WRITTEN INSTRUCTION:
Render the records below as a JSON list of strings, with one string for each line and no blank lines. Leave the pictures out of your answer.

----

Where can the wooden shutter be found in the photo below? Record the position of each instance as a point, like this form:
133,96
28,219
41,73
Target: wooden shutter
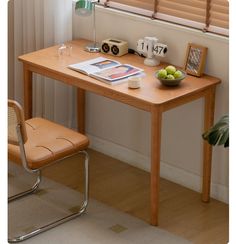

----

TASK RESPONSE:
[
  "Where can the wooden shutter be found in the photo below? Record the position of each instance as a point, like this form:",
  "133,96",
  "28,219",
  "41,73",
  "Target: wooden shutter"
]